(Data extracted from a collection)
┌──
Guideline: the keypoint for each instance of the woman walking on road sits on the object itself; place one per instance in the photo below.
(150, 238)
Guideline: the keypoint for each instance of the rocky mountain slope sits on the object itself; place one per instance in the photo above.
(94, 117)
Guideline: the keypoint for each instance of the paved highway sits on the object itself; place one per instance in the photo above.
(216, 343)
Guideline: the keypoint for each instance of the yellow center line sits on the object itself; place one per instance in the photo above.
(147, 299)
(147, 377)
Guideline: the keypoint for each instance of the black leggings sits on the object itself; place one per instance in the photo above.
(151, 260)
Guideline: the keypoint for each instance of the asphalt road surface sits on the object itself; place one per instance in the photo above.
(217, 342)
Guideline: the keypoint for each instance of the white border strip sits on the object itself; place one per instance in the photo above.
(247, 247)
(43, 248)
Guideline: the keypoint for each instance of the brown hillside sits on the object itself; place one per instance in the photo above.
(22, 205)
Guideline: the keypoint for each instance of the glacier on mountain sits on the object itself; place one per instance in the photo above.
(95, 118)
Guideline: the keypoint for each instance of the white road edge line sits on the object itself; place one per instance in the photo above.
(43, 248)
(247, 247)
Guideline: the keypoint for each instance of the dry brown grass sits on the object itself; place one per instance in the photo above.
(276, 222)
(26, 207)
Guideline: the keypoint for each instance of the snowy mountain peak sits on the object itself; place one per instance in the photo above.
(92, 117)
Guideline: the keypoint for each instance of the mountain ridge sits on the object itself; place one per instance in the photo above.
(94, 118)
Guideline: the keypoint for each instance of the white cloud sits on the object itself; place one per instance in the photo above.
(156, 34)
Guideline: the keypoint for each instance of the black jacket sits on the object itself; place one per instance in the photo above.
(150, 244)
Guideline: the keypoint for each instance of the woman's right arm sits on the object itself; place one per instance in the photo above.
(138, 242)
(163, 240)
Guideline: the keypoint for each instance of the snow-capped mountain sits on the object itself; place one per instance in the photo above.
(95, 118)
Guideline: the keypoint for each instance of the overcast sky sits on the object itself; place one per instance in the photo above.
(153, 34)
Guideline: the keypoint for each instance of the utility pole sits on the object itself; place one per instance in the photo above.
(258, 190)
└──
* [Exercise]
Give the entries again exactly as they stand.

* [Expected output]
Guideline: the keypoint for each instance of the woman walking on road sits on the object itself; place one per instance in the photo below.
(150, 238)
Guideline: the keypoint for each instance of the rocky mountain slope sits on the object itself; place one per instance in the photo above.
(94, 117)
Guideline: the keypoint for each instance of the paved highway sits on the object itself; place one per instance in the photo above.
(216, 343)
Guideline: the keypoint for each instance of the yellow center line sits on the object itself; place one per instance in the photo above.
(147, 299)
(147, 377)
Guideline: the keypoint for each instance of the black leggings sits on the object itself; place one per instance in the photo above.
(151, 260)
Guideline: the keypoint for each instance of the asphalt road surface sits on the object itself; place one per instance in the photo above.
(217, 342)
Guideline: the keypoint for each instance of the white border strip sits on the object itself; place one per instance in the photo above.
(247, 247)
(43, 248)
Guideline: the keypoint for each instance of the brown hillside sits on the object itself; place one per instance in the photo above.
(22, 205)
Guideline: the keypoint for each instance of the glacier on mountain sits on the object itself; place one per instance in the photo above.
(95, 118)
Guideline: the keypoint for each instance of the white road edge line sits on the object itself; place one per instance in the photo above.
(43, 248)
(247, 247)
Guideline: the keypoint for each instance of the dry brown grass sits on the object itself; place one per instance in the photo above.
(276, 222)
(26, 207)
Guideline: the keypoint for each instance of the snowy mountain peak sits on the object itself; place one per instance in the photo above.
(92, 117)
Guideline: the keypoint for each instance of the mountain ridge sits on the object itself; place one per instance in the photo above.
(94, 118)
Guideline: the keypoint for each instance of the white cloud sits on the object itself; place one per instance in the photo above.
(156, 34)
Guideline: the keypoint for each instance of the black jacket sits on the object itself; place one per instance in the photo above.
(150, 244)
Guideline: the keypoint for each instance of the woman's right arm sits on the object itself; place one per instance in the photo above.
(138, 242)
(163, 240)
Guideline: the keypoint for each instance of the snow-capped mountain sits on the object itself; place one per instance in the photo above.
(95, 118)
Guideline: the keypoint for each instance of the overcast sky sits on the object itself; place one per instance in the photo above.
(153, 34)
Guideline: the keypoint for each instance of the utility pole sits on the object itself; place one per instance in the photo above.
(258, 190)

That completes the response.